(Source extract Opens)

A month ago, I had the pleasure to participate in a roundtable at the 3rd Health Economics Conference at Toulouse School of Economics. It as a pleasure to discuss with Tina Taube (EFPIA), Jean Tirole (TSE, CEPR) and Adrian Towse (OHE UK). Here is a summary of my participation:
Setting up the stage:
Pharmaceutical innovation is a global activity, with three major blocks competing with each other: US, Europe and China. Each block has a different ecosystem of innovation. Each block wants to attract investment and lead in innovation.
A quick characterisation, as I see it:
US: leader in early innovation stages (science, capital, regulatory flexibility, patient engagement), excellent integration between academia, biotech, and finance.
Europe: strong scientific base and regulatory credibility; more attention to patient rights, and equitable access (this can gain relevance when dealing with gene editing technologies, use of AI in drug discovery, setting targets for personalized medicine. Fragmentation remains its main weakness.
China: powerful in industrial scale-up, manufacturing, and state-led coordination. Strong state investments in biotech platforms and strategic autonomy. Limited scientific culture of open debate.
There is an increasing role of industrial policy to promote innovation in pharmaceutical markets, as reflected in the European Union initiatives and revision of legislation. Industrial policy interacts with reimbursement / financial protection policies.
There are several tensions to solve
A European pharmaceutical innovation policy has to solve simultaneously several tensions:
a) Multiple objetives: promote innovation “that matters” (focus on unmet needs), provide quick access to innovation while financially protecting patients, and affordability of health systems (in many countries, public payers face budget pressures)

(Source extract Closes)
(Extracted records Opens)

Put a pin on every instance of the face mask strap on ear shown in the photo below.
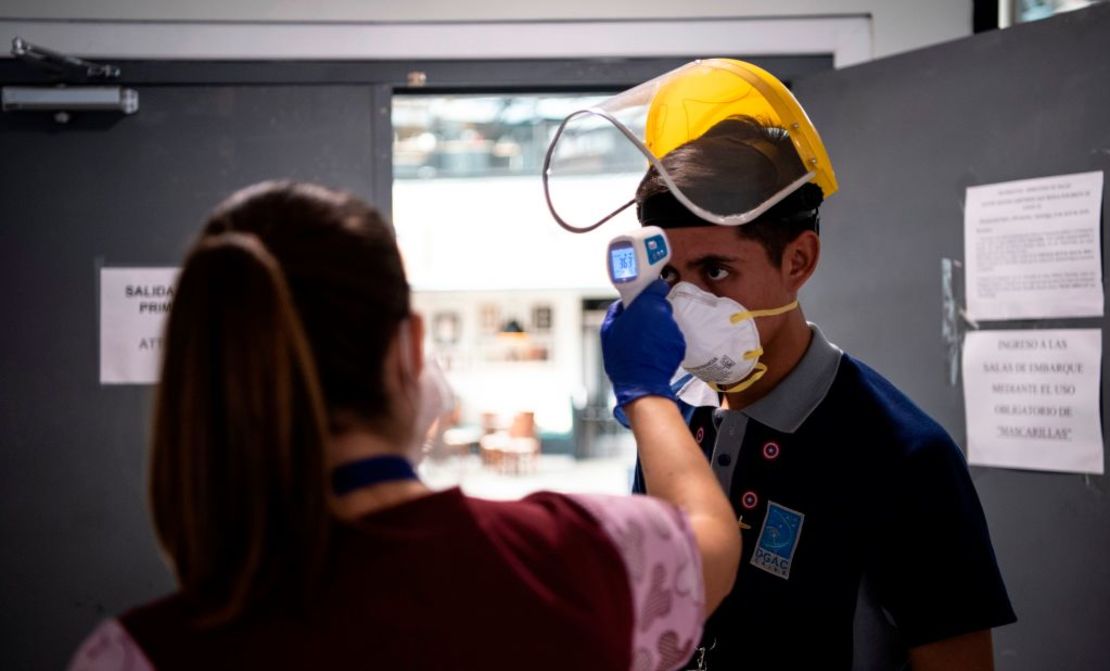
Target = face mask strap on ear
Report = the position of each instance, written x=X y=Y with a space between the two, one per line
x=748 y=314
x=760 y=369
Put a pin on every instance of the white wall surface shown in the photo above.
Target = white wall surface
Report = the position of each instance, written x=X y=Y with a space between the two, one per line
x=897 y=24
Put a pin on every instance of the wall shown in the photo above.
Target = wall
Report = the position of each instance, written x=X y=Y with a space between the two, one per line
x=897 y=24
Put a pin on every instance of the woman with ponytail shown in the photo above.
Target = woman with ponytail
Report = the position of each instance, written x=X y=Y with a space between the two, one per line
x=284 y=497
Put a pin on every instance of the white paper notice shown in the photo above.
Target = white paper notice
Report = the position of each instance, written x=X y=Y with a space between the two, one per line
x=133 y=306
x=1032 y=399
x=1032 y=248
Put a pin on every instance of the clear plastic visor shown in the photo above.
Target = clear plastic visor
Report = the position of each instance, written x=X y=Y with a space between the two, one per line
x=598 y=156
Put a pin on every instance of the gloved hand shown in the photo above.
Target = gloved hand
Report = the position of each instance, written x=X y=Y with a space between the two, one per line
x=642 y=345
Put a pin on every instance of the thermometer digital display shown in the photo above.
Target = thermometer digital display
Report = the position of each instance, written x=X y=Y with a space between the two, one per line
x=635 y=260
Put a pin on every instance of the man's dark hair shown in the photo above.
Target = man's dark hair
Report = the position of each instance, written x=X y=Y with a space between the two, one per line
x=735 y=164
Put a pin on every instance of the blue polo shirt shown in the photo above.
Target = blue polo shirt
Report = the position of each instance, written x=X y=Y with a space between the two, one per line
x=863 y=534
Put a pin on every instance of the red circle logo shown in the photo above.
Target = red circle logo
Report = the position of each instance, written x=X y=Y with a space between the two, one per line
x=772 y=450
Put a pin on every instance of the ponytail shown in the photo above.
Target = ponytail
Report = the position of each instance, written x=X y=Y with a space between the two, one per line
x=238 y=447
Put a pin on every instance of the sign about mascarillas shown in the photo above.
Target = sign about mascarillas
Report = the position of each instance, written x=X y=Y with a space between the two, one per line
x=133 y=306
x=1032 y=399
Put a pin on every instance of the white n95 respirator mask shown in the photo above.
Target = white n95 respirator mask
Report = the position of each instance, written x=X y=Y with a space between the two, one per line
x=723 y=345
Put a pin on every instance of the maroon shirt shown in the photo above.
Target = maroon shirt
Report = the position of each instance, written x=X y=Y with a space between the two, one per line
x=444 y=581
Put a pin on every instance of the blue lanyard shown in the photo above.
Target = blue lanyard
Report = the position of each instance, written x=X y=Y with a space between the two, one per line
x=371 y=470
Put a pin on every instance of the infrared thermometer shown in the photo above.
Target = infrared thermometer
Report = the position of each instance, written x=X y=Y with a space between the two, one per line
x=635 y=260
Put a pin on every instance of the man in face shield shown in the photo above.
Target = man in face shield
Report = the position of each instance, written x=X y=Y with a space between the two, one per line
x=865 y=545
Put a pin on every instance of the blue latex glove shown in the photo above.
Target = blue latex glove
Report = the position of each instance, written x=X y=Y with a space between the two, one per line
x=642 y=345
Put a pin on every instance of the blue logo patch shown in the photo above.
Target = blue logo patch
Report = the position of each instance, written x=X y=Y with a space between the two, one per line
x=778 y=539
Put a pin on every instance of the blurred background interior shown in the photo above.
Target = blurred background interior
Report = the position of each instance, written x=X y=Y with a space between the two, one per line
x=513 y=321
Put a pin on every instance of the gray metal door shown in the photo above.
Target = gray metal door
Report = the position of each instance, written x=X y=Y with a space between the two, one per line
x=77 y=542
x=907 y=135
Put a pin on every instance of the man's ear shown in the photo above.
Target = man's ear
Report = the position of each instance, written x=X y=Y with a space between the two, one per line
x=799 y=260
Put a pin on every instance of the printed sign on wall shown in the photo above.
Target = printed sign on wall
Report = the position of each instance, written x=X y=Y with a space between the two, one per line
x=133 y=306
x=1032 y=248
x=1032 y=398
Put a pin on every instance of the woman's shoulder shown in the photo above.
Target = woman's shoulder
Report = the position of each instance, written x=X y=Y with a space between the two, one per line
x=110 y=648
x=638 y=542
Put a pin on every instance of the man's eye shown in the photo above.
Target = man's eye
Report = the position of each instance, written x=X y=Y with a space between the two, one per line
x=716 y=274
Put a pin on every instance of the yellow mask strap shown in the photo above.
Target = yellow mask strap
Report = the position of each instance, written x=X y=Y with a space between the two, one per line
x=749 y=314
x=744 y=384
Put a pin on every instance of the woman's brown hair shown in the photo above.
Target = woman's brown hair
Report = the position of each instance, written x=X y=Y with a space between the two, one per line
x=282 y=317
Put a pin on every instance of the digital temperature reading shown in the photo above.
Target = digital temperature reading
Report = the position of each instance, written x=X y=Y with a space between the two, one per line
x=624 y=263
x=635 y=260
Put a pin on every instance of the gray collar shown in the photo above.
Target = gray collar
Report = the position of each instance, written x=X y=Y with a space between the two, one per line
x=790 y=403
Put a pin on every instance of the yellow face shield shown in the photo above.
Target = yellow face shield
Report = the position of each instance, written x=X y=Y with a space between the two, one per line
x=692 y=104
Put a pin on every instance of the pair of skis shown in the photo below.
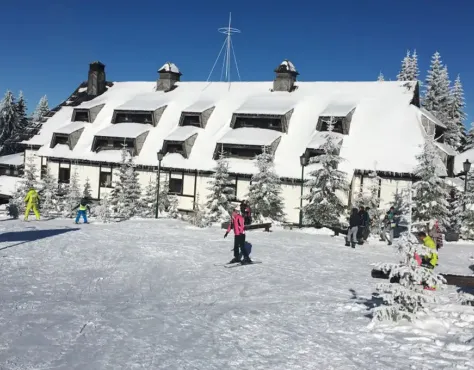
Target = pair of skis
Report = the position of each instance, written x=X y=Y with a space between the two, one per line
x=237 y=264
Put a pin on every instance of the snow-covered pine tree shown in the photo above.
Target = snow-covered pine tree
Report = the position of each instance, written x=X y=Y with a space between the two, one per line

(Extracted records Closes)

## Exercise instructions
Reproduce the passage of the pharmaceutical innovation text starting with "There are several" and going on through "face budget pressures)", word for word.

## Output of the exercise
There are several tensions to solve
A European pharmaceutical innovation policy has to solve simultaneously several tensions:
a) Multiple objetives: promote innovation “that matters” (focus on unmet needs), provide quick access to innovation while financially protecting patients, and affordability of health systems (in many countries, public payers face budget pressures)